┌─ Material for this task
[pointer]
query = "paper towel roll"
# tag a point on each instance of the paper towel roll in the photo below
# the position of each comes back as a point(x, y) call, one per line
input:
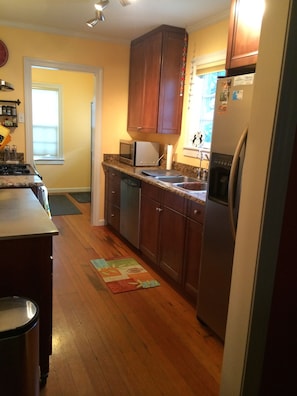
point(169, 157)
└─
# [Task description]
Rewrite the records with every "paper towel roll" changed to "roll of paper towels" and nothing else altered, leaving the pictures out.

# [Final result]
[pointer]
query = "roll of paper towels"
# tag a point on each instance of the roll of paper towels in the photo below
# the position of each comes back as a point(x, y) call, one per line
input:
point(169, 157)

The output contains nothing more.